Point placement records
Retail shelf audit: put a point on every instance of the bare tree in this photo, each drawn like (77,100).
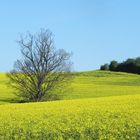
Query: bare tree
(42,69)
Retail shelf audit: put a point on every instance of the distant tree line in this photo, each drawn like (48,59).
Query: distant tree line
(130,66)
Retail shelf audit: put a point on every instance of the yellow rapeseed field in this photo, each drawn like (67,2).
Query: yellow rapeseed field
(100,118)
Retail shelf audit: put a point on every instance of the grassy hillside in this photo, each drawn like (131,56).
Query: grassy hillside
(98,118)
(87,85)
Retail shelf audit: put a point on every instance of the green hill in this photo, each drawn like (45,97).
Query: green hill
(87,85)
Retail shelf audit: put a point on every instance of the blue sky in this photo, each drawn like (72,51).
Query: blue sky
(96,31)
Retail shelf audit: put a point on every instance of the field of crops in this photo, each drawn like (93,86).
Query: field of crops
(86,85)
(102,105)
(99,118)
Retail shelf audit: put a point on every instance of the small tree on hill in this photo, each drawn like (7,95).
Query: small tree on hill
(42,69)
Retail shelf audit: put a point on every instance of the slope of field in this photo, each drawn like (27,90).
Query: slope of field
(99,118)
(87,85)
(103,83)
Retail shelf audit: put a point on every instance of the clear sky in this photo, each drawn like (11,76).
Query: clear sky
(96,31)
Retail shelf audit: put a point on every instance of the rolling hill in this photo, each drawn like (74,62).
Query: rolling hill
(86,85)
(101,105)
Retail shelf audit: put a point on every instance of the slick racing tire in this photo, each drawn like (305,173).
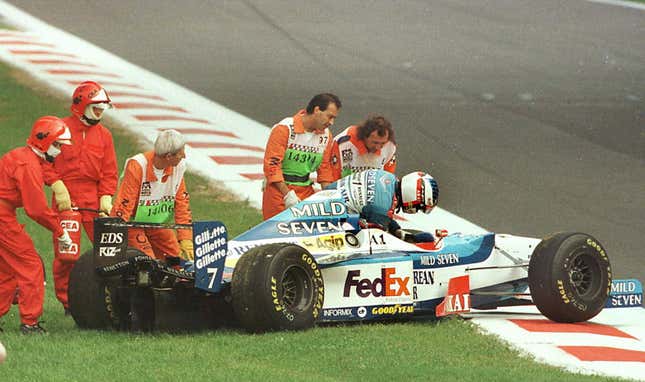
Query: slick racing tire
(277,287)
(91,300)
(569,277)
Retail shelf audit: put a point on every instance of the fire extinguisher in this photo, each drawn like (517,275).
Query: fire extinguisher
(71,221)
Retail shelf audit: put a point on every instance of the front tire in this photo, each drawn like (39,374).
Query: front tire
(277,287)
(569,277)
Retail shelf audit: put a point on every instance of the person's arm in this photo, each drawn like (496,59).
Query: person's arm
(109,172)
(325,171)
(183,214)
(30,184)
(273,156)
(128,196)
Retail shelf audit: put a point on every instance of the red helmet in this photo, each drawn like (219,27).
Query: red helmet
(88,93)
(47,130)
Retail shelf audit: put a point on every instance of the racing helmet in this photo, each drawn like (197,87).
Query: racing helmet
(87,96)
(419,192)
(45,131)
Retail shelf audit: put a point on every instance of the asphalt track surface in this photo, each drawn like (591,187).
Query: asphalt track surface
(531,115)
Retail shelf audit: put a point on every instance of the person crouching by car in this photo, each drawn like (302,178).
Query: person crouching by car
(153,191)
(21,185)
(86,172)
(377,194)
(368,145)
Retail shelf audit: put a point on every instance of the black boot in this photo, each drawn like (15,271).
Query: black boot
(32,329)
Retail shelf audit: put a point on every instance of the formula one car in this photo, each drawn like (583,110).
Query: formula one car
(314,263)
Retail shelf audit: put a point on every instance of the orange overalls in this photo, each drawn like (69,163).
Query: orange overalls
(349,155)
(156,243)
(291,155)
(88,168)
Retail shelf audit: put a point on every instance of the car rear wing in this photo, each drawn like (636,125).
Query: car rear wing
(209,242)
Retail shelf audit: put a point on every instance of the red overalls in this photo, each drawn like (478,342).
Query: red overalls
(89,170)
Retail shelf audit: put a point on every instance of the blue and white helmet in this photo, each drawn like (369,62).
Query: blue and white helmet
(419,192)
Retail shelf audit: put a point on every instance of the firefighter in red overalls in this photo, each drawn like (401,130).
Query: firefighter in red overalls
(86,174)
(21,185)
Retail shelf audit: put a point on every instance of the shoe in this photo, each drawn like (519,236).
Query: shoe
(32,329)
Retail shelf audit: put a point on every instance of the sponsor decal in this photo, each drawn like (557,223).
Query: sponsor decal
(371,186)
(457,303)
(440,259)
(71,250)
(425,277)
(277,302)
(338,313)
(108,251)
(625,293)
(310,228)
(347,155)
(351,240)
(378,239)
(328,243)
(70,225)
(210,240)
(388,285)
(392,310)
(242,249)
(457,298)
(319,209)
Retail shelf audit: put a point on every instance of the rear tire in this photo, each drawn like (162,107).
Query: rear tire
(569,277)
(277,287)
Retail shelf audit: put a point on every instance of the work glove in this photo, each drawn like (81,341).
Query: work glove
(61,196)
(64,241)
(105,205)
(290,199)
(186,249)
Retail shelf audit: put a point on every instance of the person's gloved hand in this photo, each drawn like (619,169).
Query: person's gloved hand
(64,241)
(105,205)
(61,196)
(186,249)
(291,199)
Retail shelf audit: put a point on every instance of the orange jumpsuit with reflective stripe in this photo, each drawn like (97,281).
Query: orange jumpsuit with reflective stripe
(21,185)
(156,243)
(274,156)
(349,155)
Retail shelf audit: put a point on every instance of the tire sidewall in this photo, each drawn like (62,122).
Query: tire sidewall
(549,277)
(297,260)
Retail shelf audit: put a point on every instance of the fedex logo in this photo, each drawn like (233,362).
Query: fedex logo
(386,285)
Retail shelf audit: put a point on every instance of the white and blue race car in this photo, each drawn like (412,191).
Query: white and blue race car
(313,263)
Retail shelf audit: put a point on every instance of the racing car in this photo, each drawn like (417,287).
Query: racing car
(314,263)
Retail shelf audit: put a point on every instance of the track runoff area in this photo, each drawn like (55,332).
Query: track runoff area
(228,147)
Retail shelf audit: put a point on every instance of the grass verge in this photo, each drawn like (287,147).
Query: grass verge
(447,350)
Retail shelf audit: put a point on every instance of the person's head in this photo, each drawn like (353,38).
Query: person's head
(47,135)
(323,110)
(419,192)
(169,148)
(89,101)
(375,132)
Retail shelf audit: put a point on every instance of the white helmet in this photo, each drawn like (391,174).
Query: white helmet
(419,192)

_Aim of the task_:
Without the pictures, write out every entry precisely as it appears.

_Output below_:
Retail shelf audit: put a point on every instance of the bare tree in this photo, each drawn like (77,100).
Query: bare tree
(42,69)
Retail shelf audit: put a point on every instance of the distant tree line in this photo, each drawn like (48,59).
Query: distant tree line
(130,66)
Retail shelf audit: put a point on every instance of the yellow rapeseed field in this photo, each drawn like (67,2).
Query: yellow rapeseed field
(100,118)
Retail shelf audit: put a point on every instance of the grassy hillside in this photo, each drawn like (131,56).
Query: grassy hillside
(98,118)
(87,85)
Retail shelf audit: put a point on every instance of the green hill in this photo, each drawn like (45,97).
Query: green hill
(87,85)
Retail shelf audit: put a point on every instance of the blue sky in this photo, each drawn like (72,51).
Query: blue sky
(96,31)
Retail shelf audit: put a point on every instance of the field of crops in this photo, each drawn like (93,86).
Query: field of crops
(86,85)
(102,105)
(99,118)
Retail shelf audit: put a point on every instance of the small tree on hill in this photo, each drawn like (7,95).
Query: small tree on hill
(42,69)
Retail shelf audit: put a point on every instance of the slope of field in this photo, each drawn like (27,90).
Query: slope of field
(99,118)
(87,85)
(103,83)
Retail shelf audit: put a point on every instance of the clear sky in this photo, each drawn like (11,76).
Query: clear sky
(96,31)
Retail shelf audit: put a point on every instance of the rolling hill in this photo, each drawn like (74,62).
Query: rolling hill
(86,85)
(101,105)
Retail shelf audit: put a point on every instance of the slick racing tire in this photo, each drawn like (305,173).
Query: slick racing tire
(277,287)
(91,300)
(569,277)
Retail shelf audit: put a point on every instance of the fire extinguisher in this photo, each drawn like (517,275).
Query: fire extinguisher
(71,221)
Retail shelf audit: put a point on every instance of the front tire in this photo, each drawn like (39,374).
Query: front tire
(277,287)
(569,277)
Retail shelf audit: put a point on every instance of the person's arm in this photo, each drawn like (496,59).
Query: person's arm
(109,172)
(325,171)
(183,214)
(30,184)
(273,156)
(128,196)
Retail shelf audit: put a point on every instance of the red helmet in this photo, each drawn like (219,27).
Query: red helmet
(88,93)
(47,130)
Retail shelf audit: put a point on every instance of the racing helmet in this photo, each drawn like (197,87).
Query: racing helmet
(87,96)
(419,192)
(45,131)
Retail shelf audit: put a point on every instance of the asphalt track surface in this photo, each drawn like (591,187).
Query: asphalt track surface
(531,115)
Retail shelf audit: put a point on every instance of the person crouching by car in this photo, each drawn like (302,178).
Query: person crouching by car
(153,191)
(21,185)
(86,172)
(377,194)
(368,145)
Retail shelf audit: put a point on every instance of the black boot in this photo, each drawn like (15,271).
Query: black boot
(32,329)
Retail shelf audit: put a point on every instance of the formula one car in this photo, each drawn like (583,110).
Query: formula one car
(314,263)
Retail shelf audit: put a point on every instance of the orange overalls in this photo, each drawn like (69,163).
Query: orange overalls
(349,155)
(156,243)
(291,155)
(88,168)
Retail shelf audit: put a point on every instance of the car rear wing in this photo, each drawn like (636,125).
Query: car rear wing
(209,242)
Retail shelf audit: put a point on every instance of the red overalls in this photo, each drawn like (478,342).
Query: red overalls
(89,170)
Retail shelf audit: put a point on every instance of the blue and white helmet in this photo, each drawn like (369,62).
Query: blue and white helmet
(419,192)
Retail shelf audit: put a point on every instance of the firefighter in red overalls in this photo, each drawn like (401,130).
Query: firefighter in red overalls
(86,174)
(21,185)
Retail shelf audit: put a point on every instance of the shoe in this photo, each drawn like (519,236).
Query: shoe
(32,329)
Retail shelf audit: put a point on every instance of the sponsor decal in this photo, each drawn like (557,223).
Query: sponsor decal
(371,186)
(457,303)
(440,259)
(71,250)
(425,277)
(277,302)
(338,313)
(108,251)
(625,293)
(310,228)
(347,155)
(351,240)
(378,239)
(328,243)
(70,225)
(210,240)
(388,285)
(392,310)
(242,249)
(457,298)
(319,209)
Retail shelf audit: put a point on every instance of the rear tire in this photo, each drawn like (162,107).
Query: rear tire
(569,277)
(277,287)
Retail shelf audit: put a point on every instance of the work glove in this photo, each drawn like (81,341).
Query: work glove
(61,196)
(64,241)
(105,205)
(290,199)
(186,249)
Retail shelf audit: put a point on every instance of the person's gloved hand in this photo, each drawn like (619,169).
Query: person's gloved hand
(64,241)
(105,205)
(61,196)
(186,249)
(291,199)
Retail shelf audit: put a point on every instance of the orange jumpsuit with reflective stripe in this photo, each drawn like (97,281).
Query: orange jumpsuit with reflective stripe
(21,185)
(156,243)
(274,156)
(349,155)
Retail shelf audit: put a point on every instance of the tire sidewall in this photo, each drawn like (62,122).
Query: tire sidewall
(549,277)
(297,260)
Retail shelf audit: put a point on every instance of the fedex logo in this photo, each drawn like (233,362).
Query: fedex logo
(386,285)
Retail shelf audit: put a point on every instance of the white and blue race car in this photo, each drawn like (412,191).
Query: white and blue race car
(313,263)
Retail shelf audit: put a point on every instance of the racing car in this photo, each drawn like (417,287).
Query: racing car
(314,263)
Retail shelf audit: put a point on every instance of the track runoff area in this photo, each drawn like (55,332).
Query: track runoff area
(228,147)
Retail shelf audit: put a point on every instance of the grass verge in this photo, each drawn like (287,147).
Query: grass verge
(447,350)
Retail shelf audit: put a point on every instance of the person's head in this photo, each drawn like (353,38).
Query: person's head
(47,135)
(323,110)
(419,192)
(169,148)
(89,101)
(375,132)
Retail shelf audit: put a point on every instance of the white helmet in this photo, each drawn like (391,174).
Query: white helmet
(419,192)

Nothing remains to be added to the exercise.